:: Task requirements ::
Repeat the listing in full, word for word.

:: Provided information ::
....................

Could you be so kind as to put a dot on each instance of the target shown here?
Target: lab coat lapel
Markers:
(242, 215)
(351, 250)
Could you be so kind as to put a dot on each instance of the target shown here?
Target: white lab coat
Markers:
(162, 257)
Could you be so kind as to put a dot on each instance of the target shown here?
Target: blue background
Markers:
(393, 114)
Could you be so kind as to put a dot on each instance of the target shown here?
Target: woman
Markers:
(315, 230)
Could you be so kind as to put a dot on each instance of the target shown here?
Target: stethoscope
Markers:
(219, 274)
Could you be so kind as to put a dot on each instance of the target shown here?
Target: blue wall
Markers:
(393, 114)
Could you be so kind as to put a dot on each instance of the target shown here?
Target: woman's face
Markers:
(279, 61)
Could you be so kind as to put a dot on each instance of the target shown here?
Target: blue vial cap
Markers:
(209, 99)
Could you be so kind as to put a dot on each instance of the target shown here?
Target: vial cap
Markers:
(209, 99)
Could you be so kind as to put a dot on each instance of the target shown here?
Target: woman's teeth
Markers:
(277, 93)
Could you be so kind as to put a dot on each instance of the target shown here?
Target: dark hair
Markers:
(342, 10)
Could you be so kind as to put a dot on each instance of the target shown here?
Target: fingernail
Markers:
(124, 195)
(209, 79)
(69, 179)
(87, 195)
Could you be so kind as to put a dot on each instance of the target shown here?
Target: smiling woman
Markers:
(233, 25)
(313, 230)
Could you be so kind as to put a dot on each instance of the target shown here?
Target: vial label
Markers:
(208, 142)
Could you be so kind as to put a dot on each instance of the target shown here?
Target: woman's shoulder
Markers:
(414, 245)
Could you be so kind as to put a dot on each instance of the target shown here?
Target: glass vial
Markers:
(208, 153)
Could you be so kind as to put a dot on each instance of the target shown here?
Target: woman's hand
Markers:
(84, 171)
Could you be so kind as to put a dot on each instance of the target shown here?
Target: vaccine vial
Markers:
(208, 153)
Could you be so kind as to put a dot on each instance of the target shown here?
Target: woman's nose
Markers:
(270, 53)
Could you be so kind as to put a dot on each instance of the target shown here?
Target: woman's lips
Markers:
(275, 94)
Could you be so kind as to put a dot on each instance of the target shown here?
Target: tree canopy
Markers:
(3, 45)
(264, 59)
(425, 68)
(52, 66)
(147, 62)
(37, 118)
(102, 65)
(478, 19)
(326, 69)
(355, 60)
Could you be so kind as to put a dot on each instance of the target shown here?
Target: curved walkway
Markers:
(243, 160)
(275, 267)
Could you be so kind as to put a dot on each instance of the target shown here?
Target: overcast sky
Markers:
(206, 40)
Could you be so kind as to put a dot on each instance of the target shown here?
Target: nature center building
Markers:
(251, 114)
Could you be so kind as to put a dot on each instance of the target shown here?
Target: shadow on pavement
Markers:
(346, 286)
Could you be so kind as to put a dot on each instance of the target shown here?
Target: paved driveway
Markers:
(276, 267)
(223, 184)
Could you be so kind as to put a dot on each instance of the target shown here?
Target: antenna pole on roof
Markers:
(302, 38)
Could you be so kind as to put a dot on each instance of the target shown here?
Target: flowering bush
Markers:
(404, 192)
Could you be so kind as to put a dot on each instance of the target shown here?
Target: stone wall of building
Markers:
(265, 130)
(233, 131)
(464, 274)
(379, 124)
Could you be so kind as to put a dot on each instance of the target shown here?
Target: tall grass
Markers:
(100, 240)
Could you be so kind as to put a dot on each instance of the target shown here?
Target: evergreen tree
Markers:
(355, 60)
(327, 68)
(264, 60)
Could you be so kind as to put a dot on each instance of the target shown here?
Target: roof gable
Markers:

....................

:: Output below ::
Could you be so kind as to put a dot on each instance of the target shown here?
Target: lab coat lapel
Markers:
(242, 215)
(351, 250)
Could you be so kind as to put a dot on each instance of the target shown here?
Target: white lab coat
Markers:
(162, 257)
Could you be so kind as to put a dot on each instance of the target shown here?
Target: blue background
Markers:
(393, 114)
Could you be so kind as to put a dot on each instance of the target shown here?
Target: woman
Markers:
(315, 230)
Could you be so kind as to put a dot on each instance of the target shown here?
Target: stethoscope
Markers:
(219, 274)
Could you be so kind as to put a dot on each instance of the target shown here?
Target: blue wall
Markers:
(393, 114)
Could you be so kind as to put a dot on each instance of the target shown here?
Target: woman's face
Markers:
(279, 61)
Could you be so kind as to put a dot on each instance of the target shown here?
Target: blue vial cap
Markers:
(209, 99)
Could you be so kind as to put a dot on each instance of the target shown here?
Target: vial cap
Markers:
(209, 99)
Could you be so kind as to put a dot on each instance of the target shown here?
Target: woman's teeth
Markers:
(277, 93)
Could you be so kind as to put a dot on each instance of the target shown here?
Target: dark hair
Markers:
(342, 10)
Could you be so kind as to put a dot on each instance of the target shown here?
Target: fingernail
Markers:
(124, 195)
(209, 79)
(69, 179)
(87, 195)
Could you be so kind as to put a dot on each instance of the target shown here?
Target: smiling woman
Markers:
(233, 25)
(313, 230)
Could you be so kind as to put a dot on each instance of the target shown here?
Target: vial label
Markers:
(208, 142)
Could you be so kind as to put a dot on each instance of the target shown here?
Target: woman's shoulder
Markers:
(414, 245)
Could you be so kind as to put a dot on each instance of the target shown here?
Target: glass vial
Markers:
(208, 153)
Could you be so kind as to put a dot on each instance of the target shown here?
Target: woman's hand
Markers:
(84, 171)
Could you be so kind as to put a dot on each instance of the target shown here?
Target: vaccine vial
Markers:
(208, 153)
Could you be so kind as to put a dot on each instance of the target shown here?
Target: woman's nose
Markers:
(270, 53)
Could you be so kind as to put a dot on each instance of the target shown here?
Target: woman's lips
Markers:
(275, 94)
Could you be so kind as to put a dot on each instance of the target shown here?
Target: tree canopy
Markers:
(3, 45)
(264, 59)
(425, 68)
(52, 66)
(147, 62)
(37, 118)
(102, 65)
(478, 19)
(326, 69)
(355, 60)
Could you be so kind as to put a dot on each instance of the target shown here?
Target: curved walkway
Markers:
(243, 160)
(275, 267)
Could you be so kind as to put a dot on each instance of the target shown here?
Target: overcast sky
Markers:
(206, 40)
Could you be so kind as to put a dot on each instance of the target shown here?
Target: nature center building
Markers:
(251, 114)
Could you be so kind as to put a dot on each instance of the target shown here?
Target: shadow on pavement
Markers:
(346, 286)
Could you be so kind as to put a dot on each instance of the target shown here?
Target: paved driveway
Markers:
(276, 267)
(223, 184)
Could you be so kind as to put a dot on each instance of the target shown here?
Target: antenna pole on roof
Markers:
(302, 38)
Could you be so kind as to put a dot on each instance of the target shown here?
Target: flowering bush
Markers:
(404, 192)
Could you be so kind as to put a dot on each instance of the target shown here?
Target: stone wall of building
Markers:
(265, 130)
(233, 131)
(464, 274)
(379, 124)
Could you be so kind as to put a dot on each instance of the target shown here?
Target: tall grass
Markers:
(100, 240)
Could you be so kind as to put a dot on each instance of the target shown here?
Target: evergreen tree
Markers:
(355, 60)
(327, 68)
(264, 60)
Could you be so kind as to put a dot on each instance of the target shown here?
Target: roof gable
Markers:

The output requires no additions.